_Exercise instructions:_ Copy, word for word, the lines below from the one containing "Target: display monitor" up to and including the one containing "Target: metal climbing dome", with pictures left out.

▶

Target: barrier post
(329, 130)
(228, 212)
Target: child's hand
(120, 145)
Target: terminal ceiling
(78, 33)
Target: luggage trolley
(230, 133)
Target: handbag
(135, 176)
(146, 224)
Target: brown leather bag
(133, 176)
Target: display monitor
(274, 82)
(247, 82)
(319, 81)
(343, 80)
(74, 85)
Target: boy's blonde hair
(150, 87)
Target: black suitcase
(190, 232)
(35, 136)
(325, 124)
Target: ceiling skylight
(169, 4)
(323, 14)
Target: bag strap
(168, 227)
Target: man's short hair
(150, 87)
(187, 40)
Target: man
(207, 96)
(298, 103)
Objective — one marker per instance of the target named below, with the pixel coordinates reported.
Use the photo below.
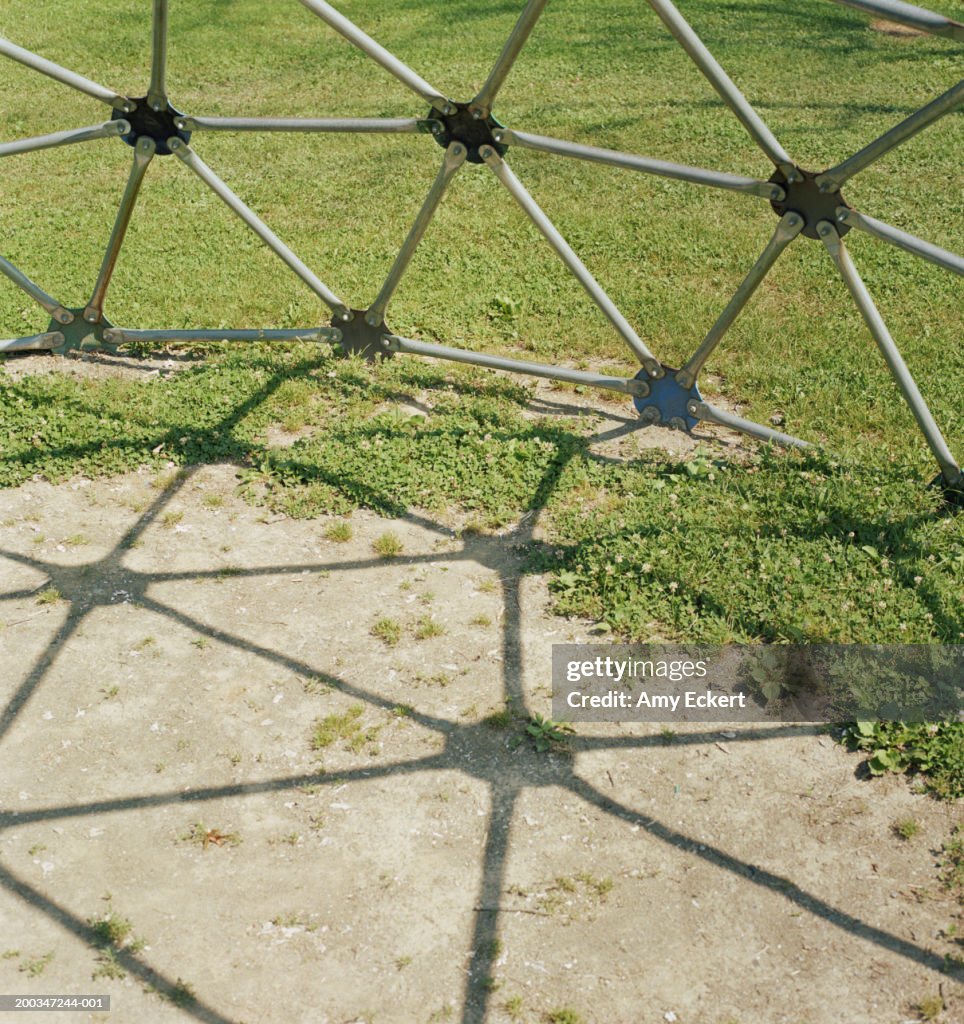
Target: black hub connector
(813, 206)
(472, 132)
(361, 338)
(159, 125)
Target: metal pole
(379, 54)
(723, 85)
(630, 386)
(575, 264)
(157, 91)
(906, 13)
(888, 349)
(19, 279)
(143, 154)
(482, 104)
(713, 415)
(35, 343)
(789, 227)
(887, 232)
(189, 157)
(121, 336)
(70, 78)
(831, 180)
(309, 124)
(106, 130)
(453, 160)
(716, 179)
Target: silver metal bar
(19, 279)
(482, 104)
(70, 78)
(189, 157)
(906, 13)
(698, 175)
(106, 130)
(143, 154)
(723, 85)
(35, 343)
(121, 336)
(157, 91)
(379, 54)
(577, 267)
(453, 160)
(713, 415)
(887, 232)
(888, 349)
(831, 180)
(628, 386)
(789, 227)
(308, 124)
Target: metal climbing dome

◀
▶

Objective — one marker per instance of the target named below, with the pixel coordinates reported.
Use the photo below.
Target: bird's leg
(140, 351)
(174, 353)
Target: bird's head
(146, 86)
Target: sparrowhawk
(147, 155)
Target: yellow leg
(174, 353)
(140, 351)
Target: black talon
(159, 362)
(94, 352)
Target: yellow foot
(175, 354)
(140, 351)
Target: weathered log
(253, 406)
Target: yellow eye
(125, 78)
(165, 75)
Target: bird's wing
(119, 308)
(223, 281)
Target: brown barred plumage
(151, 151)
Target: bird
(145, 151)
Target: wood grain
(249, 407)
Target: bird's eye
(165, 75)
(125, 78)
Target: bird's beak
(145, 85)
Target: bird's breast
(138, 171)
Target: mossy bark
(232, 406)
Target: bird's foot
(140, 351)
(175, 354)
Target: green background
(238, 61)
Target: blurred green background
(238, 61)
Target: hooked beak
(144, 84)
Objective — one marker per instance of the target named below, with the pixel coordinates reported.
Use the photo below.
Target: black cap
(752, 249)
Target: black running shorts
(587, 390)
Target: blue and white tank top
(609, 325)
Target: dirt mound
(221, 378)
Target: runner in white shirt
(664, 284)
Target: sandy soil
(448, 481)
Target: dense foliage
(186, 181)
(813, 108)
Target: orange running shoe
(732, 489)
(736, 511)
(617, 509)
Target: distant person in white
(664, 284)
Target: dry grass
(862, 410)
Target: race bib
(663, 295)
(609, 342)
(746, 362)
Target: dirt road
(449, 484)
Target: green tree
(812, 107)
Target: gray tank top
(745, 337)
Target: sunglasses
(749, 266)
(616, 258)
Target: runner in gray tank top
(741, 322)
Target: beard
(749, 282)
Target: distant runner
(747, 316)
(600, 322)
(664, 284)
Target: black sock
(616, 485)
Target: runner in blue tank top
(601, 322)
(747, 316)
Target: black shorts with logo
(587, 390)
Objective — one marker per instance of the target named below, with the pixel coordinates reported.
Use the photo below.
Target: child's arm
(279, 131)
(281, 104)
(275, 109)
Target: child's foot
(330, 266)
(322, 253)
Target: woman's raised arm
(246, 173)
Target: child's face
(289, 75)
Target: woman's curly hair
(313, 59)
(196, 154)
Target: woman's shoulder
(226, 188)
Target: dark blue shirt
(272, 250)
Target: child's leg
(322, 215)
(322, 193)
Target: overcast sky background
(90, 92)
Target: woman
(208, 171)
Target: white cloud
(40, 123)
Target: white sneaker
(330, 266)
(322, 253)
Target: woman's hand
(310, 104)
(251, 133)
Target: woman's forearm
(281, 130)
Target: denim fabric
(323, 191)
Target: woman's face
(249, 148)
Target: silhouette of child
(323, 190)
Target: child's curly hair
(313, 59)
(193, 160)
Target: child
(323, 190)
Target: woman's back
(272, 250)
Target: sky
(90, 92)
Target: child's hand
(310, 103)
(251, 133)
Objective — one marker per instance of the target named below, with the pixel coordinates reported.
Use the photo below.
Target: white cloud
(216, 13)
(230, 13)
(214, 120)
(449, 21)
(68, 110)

◀

_Expected output:_
Target: display monitor
(274, 82)
(247, 82)
(319, 81)
(343, 80)
(74, 85)
Target: boy's blonde hair
(150, 87)
Target: black suitcase
(190, 232)
(35, 136)
(325, 124)
Target: ceiling skylight
(169, 4)
(323, 14)
Target: bag strap
(168, 227)
Target: man's short hair
(150, 87)
(187, 40)
Target: man
(207, 96)
(298, 103)
Objective — one marker per instance of the target named below, with the pixel coordinates reported.
Use the photo below.
Target: black hub connector
(813, 206)
(472, 132)
(361, 338)
(159, 125)
Target: metal pole
(379, 54)
(723, 85)
(630, 386)
(575, 264)
(157, 91)
(906, 13)
(888, 349)
(19, 279)
(143, 154)
(482, 104)
(713, 415)
(35, 343)
(789, 227)
(887, 232)
(189, 157)
(121, 336)
(70, 78)
(831, 180)
(309, 124)
(106, 130)
(453, 160)
(716, 179)
Target: silver metal bar
(19, 279)
(482, 104)
(70, 78)
(189, 157)
(906, 13)
(698, 175)
(106, 130)
(143, 154)
(723, 85)
(35, 343)
(121, 336)
(157, 91)
(379, 54)
(577, 267)
(453, 160)
(713, 415)
(887, 232)
(888, 349)
(831, 180)
(628, 386)
(789, 227)
(308, 124)
Target: metal climbing dome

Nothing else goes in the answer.